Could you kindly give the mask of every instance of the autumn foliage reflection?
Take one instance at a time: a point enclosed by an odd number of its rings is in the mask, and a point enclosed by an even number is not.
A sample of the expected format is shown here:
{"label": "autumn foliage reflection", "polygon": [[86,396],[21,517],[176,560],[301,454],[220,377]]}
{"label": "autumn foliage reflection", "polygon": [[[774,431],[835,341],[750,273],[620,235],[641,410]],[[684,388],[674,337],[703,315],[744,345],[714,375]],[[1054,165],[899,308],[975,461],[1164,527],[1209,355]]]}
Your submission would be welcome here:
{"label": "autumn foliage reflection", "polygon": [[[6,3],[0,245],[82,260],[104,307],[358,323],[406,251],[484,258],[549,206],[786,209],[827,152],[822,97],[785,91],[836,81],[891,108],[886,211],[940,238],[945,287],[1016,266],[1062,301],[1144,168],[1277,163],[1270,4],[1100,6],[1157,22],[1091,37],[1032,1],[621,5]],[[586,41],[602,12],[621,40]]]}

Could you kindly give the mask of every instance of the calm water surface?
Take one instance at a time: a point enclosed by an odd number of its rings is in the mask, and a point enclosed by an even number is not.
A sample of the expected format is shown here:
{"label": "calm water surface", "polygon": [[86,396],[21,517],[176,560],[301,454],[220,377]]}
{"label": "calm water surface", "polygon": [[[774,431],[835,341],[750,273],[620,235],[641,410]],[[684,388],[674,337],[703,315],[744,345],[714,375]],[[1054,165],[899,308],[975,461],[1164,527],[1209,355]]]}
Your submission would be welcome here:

## The request
Could you update the listing above by replacing every "submission" with "answer" and leaving everything else as it is?

## Result
Could you kindly give the mask of every instance of the autumn foliage reflection?
Take one instance at a time: a point enclosed by an odd number of its rings is in the mask, and a point enclosed by an even number is not.
A sample of the expected format is shown here:
{"label": "autumn foliage reflection", "polygon": [[86,396],[21,517],[176,560],[301,454],[220,377]]}
{"label": "autumn foliage reflection", "polygon": [[[774,431],[835,341],[750,273],[620,235],[641,410]],[[684,388],[674,337],[703,315],[744,345],[714,375]],[[1054,165],[899,308],[975,461],[1164,527],[1209,355]]]}
Your answer would be welcome here:
{"label": "autumn foliage reflection", "polygon": [[[6,3],[0,245],[82,260],[104,307],[358,323],[406,251],[484,258],[549,206],[786,209],[827,152],[822,97],[785,91],[836,81],[891,108],[886,211],[940,238],[945,287],[1016,266],[1062,301],[1144,168],[1277,163],[1270,4],[1100,6],[1157,22],[1091,37],[1032,1],[621,5]],[[586,41],[602,12],[621,40]]]}

Could you kindly give the mask of every instance of the calm water surface?
Take one instance at a time: a point enclosed by an odd number of its rings is in the mask, and a point enclosed by an even number is not.
A sample of the expected format is shown here:
{"label": "calm water surface", "polygon": [[86,396],[21,517],[176,560],[301,454],[220,377]]}
{"label": "calm water surface", "polygon": [[[774,431],[835,341],[750,273],[620,235],[641,410]],[[684,388],[674,337],[703,315],[744,345],[714,375]],[[1054,165],[899,308],[975,461],[1164,527],[1209,355]]]}
Your answer would be welcome here:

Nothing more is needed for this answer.